[Image location labeling entries]

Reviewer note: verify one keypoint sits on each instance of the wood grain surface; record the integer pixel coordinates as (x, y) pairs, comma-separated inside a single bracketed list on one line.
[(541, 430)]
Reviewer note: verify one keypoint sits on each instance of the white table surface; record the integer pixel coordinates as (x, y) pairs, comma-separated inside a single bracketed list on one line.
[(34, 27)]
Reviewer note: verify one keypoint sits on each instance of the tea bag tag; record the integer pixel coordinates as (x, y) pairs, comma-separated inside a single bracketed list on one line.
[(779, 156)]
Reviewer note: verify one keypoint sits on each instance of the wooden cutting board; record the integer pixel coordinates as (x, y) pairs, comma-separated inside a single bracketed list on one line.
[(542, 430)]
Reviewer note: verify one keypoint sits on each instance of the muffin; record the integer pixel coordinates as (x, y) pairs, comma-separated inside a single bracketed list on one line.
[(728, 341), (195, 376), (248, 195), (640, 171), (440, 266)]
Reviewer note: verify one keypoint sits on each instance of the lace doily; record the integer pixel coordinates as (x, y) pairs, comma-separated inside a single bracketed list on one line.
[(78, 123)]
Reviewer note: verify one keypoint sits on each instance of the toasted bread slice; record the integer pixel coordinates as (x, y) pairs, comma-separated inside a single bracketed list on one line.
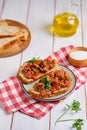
[(6, 31), (8, 41), (30, 72), (3, 22), (55, 83)]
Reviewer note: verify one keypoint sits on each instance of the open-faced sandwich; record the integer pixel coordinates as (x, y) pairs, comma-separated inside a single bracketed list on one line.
[(54, 83), (36, 68)]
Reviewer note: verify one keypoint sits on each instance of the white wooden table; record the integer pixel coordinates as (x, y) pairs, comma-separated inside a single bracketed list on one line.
[(38, 15)]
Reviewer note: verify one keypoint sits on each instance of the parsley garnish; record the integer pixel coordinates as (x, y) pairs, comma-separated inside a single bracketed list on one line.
[(46, 82), (78, 123), (33, 60)]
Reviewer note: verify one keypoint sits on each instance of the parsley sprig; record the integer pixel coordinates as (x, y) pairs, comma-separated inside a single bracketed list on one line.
[(45, 80), (33, 60), (75, 107)]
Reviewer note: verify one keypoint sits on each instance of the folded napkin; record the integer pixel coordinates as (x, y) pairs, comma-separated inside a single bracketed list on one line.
[(13, 98)]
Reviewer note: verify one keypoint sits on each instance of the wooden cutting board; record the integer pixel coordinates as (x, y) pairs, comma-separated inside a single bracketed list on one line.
[(20, 46)]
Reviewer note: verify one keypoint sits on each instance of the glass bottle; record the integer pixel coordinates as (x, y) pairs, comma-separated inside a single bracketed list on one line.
[(66, 23)]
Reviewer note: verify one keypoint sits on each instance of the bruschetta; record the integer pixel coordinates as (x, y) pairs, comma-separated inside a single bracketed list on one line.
[(55, 83), (34, 69)]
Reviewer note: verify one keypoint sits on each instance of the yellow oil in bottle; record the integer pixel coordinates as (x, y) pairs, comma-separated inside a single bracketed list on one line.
[(65, 24)]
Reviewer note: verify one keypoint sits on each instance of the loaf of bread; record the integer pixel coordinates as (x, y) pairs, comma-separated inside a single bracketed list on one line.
[(53, 84), (10, 41), (6, 31), (31, 71)]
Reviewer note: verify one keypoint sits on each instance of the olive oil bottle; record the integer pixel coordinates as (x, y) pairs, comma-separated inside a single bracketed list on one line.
[(65, 24)]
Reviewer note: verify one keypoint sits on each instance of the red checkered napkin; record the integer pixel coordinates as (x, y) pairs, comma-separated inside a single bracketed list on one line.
[(13, 97)]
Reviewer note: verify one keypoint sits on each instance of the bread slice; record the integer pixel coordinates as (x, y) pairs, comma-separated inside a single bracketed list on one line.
[(3, 22), (9, 41), (30, 72), (53, 84), (6, 31)]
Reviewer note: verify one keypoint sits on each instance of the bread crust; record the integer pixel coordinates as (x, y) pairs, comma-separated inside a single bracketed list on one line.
[(38, 69)]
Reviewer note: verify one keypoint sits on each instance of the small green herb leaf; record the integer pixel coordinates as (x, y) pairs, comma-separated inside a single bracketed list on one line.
[(46, 82), (75, 106), (78, 124), (33, 60)]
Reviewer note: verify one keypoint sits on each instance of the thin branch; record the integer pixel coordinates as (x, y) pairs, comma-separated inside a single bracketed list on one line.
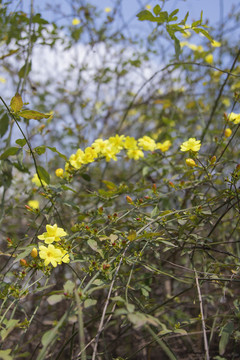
[(202, 318)]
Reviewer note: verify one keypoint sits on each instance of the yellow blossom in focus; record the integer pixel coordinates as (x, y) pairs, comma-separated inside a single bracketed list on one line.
[(75, 21), (191, 144), (59, 172), (51, 255), (130, 143), (54, 233), (227, 132), (89, 156), (100, 146), (235, 118), (209, 58), (37, 182), (190, 162), (117, 141), (34, 204), (216, 43), (163, 146), (146, 143), (135, 153), (34, 253)]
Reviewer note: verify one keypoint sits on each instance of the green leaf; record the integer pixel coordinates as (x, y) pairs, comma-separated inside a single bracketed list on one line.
[(40, 149), (68, 287), (32, 114), (25, 69), (9, 152), (54, 299), (93, 244), (145, 15), (53, 149), (5, 354), (204, 33), (157, 10), (89, 302), (172, 16), (4, 123), (225, 334), (16, 103), (20, 142), (43, 174)]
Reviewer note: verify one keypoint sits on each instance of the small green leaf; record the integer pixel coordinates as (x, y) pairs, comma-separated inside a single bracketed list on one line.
[(20, 142), (16, 103), (5, 354), (145, 15), (93, 244), (32, 114), (9, 152), (43, 174), (4, 123)]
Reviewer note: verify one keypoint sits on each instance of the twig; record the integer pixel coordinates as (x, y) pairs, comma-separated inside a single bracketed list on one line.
[(202, 318)]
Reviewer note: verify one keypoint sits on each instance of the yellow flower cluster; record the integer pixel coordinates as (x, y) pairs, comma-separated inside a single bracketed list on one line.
[(111, 147), (52, 254), (191, 144)]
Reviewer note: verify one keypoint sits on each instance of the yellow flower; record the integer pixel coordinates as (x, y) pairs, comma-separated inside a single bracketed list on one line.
[(34, 252), (215, 43), (163, 146), (209, 58), (135, 153), (75, 21), (59, 172), (50, 254), (235, 118), (117, 141), (191, 144), (190, 162), (146, 143), (54, 233), (34, 204), (130, 143), (89, 156), (227, 132), (37, 182)]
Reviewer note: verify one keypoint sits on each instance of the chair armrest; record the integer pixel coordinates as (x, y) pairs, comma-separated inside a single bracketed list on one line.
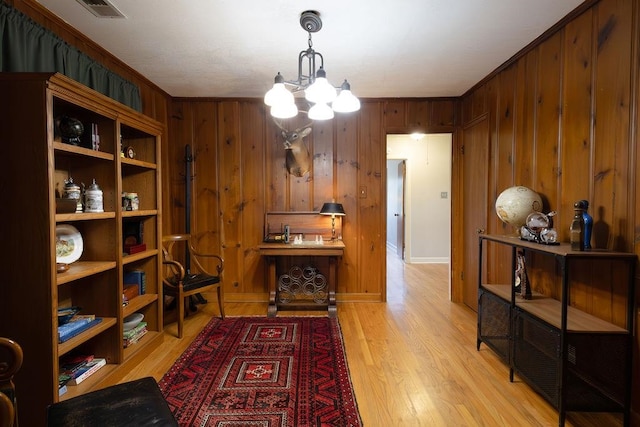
[(218, 258), (178, 270)]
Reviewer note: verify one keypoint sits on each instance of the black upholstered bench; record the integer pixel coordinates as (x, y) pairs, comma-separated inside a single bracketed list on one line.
[(135, 403)]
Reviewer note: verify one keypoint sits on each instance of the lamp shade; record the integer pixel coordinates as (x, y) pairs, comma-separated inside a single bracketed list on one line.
[(334, 209)]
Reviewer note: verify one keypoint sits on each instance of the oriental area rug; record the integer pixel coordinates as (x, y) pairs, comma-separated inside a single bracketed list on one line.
[(263, 372)]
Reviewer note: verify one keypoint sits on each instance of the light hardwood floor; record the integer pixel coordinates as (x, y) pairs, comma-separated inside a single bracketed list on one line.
[(413, 360)]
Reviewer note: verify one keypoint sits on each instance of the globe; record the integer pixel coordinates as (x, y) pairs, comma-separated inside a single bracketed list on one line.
[(514, 204)]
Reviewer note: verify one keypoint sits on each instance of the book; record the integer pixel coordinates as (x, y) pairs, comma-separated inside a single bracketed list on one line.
[(137, 277), (77, 317), (82, 325), (134, 330), (134, 335), (70, 365), (87, 370), (133, 340)]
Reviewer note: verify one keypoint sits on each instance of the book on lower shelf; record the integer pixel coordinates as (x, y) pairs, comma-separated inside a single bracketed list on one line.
[(87, 370), (136, 277), (71, 363), (72, 329), (134, 335)]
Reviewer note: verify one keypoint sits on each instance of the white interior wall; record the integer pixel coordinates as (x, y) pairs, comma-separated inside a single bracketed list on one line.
[(427, 212)]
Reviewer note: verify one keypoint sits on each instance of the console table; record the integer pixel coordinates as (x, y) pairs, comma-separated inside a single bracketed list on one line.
[(302, 296)]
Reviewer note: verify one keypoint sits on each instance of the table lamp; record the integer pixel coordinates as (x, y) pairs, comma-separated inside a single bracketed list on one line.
[(333, 209)]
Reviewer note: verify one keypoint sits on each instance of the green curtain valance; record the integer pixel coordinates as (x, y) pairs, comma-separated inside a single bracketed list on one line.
[(25, 46)]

THE EXERCISE: Copy out, unchanged, the lines starting with the one containing "of the folded" and going on through the one containing "[(3, 22), (9, 41), (30, 72), (53, 84), (6, 31)]", both included.

ANSWER TO THE EXERCISE:
Reviewer note: verify one keypoint sits on each instance of the folded napkin; record the integer pixel coordinates as (x, y) pairs, comma-separated inside a single bracketed list on one line.
[(13, 98)]
Reviewer note: verify one keypoint sits on each instance of the wooden cutting board; record the integer pixel coordinates as (x, y) pairs, comma-separated inside a single bracketed list on one line.
[(20, 46)]
Reviewer note: verify one keypoint sits on each instance of the glass bottle; record the integer pixel coordinates as (x, y) pairs, comma-separated inside a single bracketed list on one line.
[(66, 23)]
Reviewer note: verify one keypoint sits on each instance of the bruschetta; record the integer pixel coordinates as (x, y) pairs, comma-separated inside a single bracketed list on one line.
[(55, 83), (34, 69)]
Reviewer note: verify one keypoint sits on each instance of the yellow oil in bottle; record the integer pixel coordinates as (x, y) pairs, comma-separated inside a single bracketed list on one line.
[(65, 24)]
Reviewer note: verify one keypoint sits on each instance of the loaf of bread; record the integer pixel coordinates as (x, y) pairs, comma-separated inside a single bracketed list on one line.
[(53, 84), (10, 41), (6, 31), (31, 71)]
Reviewer note: verify one keypoint sits on each instance of the olive oil bottle; record the integer pixel coordinates as (x, y) pairs, comma-separated inside a single bracketed list on one line.
[(65, 24)]
Reviewer note: verify one keypoint sits on each instance of the red checkered napkin; record the integer pixel coordinates as (x, y) pairs, comma-separated inside a single bracketed list on one line.
[(13, 97)]
Reviewer note: verify one keypoint sits on each instance of the bread slice; record the integer pixel coordinates as (x, y) pairs, comma-separated inside a single bracketed list on one line.
[(3, 22), (9, 41), (30, 72), (53, 84), (6, 31)]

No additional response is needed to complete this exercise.